### WHAT THE EXERCISE ASKS
The answer must consist of each line below that contains the string "wall".

[Dataset records]

###

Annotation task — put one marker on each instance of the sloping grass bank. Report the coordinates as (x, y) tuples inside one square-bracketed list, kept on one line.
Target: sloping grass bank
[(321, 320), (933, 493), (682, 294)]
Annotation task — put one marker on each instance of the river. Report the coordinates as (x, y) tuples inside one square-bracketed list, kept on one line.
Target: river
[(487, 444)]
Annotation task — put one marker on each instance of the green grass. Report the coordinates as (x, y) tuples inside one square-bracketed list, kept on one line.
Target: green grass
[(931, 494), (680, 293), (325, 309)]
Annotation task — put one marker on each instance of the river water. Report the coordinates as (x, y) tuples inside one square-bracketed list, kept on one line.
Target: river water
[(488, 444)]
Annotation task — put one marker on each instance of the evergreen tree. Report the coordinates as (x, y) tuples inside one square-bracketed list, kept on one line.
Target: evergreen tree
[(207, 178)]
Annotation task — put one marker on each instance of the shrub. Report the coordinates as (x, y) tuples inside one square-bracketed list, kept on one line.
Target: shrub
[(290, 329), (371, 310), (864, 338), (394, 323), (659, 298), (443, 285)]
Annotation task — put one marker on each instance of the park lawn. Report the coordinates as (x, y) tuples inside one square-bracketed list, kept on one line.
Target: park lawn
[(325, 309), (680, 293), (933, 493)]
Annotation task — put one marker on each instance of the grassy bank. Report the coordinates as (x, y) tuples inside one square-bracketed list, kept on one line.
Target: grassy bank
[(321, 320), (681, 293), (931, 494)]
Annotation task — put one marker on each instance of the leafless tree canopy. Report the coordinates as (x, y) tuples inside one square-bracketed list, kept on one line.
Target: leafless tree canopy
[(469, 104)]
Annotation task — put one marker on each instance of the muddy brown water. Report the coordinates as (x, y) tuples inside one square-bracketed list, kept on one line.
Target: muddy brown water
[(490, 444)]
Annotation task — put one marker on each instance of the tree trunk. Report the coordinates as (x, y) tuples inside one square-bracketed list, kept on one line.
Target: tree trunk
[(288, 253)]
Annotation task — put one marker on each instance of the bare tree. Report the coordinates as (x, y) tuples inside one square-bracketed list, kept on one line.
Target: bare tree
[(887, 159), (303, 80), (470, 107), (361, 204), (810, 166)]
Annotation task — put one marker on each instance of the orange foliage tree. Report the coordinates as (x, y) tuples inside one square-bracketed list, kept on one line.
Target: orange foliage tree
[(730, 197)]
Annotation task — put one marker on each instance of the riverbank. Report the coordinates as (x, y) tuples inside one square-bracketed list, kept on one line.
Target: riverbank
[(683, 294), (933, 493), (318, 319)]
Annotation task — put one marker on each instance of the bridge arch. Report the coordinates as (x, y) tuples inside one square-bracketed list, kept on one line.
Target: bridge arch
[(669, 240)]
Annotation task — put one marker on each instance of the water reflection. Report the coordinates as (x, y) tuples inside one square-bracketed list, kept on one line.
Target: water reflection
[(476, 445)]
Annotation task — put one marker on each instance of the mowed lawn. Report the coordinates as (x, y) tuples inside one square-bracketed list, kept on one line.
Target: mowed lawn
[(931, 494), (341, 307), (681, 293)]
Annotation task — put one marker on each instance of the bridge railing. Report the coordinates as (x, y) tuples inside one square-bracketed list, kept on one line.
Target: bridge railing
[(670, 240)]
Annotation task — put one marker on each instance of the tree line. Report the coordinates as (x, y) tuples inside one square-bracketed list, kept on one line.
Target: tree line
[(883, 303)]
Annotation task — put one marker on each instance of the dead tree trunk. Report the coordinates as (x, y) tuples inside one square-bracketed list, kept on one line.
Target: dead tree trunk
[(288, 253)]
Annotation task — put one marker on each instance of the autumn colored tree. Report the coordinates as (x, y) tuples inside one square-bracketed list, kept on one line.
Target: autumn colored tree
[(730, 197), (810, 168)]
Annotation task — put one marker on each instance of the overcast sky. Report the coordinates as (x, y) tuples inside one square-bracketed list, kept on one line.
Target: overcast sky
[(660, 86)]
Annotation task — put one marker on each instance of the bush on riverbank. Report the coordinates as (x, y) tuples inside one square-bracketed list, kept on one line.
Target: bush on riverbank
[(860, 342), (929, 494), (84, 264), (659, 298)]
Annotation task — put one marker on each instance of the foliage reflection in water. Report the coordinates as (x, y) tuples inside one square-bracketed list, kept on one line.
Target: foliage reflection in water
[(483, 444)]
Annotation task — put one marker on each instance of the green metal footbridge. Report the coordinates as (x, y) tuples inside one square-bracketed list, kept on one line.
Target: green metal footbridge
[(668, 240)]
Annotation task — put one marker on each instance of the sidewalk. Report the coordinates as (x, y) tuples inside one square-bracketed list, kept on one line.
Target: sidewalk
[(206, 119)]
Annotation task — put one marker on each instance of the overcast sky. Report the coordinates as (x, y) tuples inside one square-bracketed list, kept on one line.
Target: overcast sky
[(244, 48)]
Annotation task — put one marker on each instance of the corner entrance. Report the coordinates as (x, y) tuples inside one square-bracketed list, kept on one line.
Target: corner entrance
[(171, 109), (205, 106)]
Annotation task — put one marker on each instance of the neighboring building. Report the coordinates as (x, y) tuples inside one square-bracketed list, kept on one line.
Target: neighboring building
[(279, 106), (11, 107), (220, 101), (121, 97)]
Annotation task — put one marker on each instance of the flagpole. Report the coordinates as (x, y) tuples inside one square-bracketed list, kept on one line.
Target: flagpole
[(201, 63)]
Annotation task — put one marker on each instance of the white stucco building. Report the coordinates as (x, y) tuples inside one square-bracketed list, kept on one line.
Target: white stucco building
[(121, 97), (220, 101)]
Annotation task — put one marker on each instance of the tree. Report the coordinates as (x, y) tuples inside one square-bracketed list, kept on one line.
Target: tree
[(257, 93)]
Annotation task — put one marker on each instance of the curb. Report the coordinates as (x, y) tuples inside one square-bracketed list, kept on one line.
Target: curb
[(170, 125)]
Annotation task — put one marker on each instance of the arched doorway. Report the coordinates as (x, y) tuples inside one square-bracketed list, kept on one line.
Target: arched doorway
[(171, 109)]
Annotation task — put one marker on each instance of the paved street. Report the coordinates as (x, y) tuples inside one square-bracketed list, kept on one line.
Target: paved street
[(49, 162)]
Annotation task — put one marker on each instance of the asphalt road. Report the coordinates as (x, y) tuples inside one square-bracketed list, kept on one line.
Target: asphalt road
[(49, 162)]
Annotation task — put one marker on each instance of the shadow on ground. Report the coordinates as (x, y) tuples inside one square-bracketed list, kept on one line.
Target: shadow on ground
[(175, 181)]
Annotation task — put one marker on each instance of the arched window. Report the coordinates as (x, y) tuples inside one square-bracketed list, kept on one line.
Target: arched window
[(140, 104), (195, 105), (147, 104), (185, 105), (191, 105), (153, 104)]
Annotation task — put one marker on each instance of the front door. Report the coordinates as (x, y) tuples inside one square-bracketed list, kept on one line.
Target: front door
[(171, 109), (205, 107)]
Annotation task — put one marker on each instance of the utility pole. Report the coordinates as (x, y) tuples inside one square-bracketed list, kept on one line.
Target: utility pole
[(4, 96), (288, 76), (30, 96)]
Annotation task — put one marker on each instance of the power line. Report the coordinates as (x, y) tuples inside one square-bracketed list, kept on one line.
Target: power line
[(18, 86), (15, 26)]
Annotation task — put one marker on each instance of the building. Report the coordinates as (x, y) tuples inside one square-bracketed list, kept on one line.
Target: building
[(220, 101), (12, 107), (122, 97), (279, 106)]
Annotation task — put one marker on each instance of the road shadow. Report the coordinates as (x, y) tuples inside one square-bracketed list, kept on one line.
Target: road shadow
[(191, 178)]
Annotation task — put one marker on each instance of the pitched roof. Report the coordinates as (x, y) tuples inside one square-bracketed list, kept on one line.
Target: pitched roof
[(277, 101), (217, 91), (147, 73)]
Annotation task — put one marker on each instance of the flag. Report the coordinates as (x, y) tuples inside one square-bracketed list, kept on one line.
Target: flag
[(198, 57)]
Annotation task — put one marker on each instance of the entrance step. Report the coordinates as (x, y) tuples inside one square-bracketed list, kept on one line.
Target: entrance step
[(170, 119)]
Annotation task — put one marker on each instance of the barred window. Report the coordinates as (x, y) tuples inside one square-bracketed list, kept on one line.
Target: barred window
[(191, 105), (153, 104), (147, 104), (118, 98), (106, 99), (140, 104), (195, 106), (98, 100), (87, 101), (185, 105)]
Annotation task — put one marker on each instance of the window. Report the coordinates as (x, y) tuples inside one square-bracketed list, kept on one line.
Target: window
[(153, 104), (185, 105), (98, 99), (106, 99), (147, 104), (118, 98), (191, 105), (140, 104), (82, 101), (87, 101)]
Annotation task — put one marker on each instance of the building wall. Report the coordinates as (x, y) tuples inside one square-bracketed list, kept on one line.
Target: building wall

###

### RESPONSE
Annotation task — put one marker on each instance of the building wall. Report the coordinates as (x, y) tuples inside one square-bracketed list, kept on one line.
Target: building wall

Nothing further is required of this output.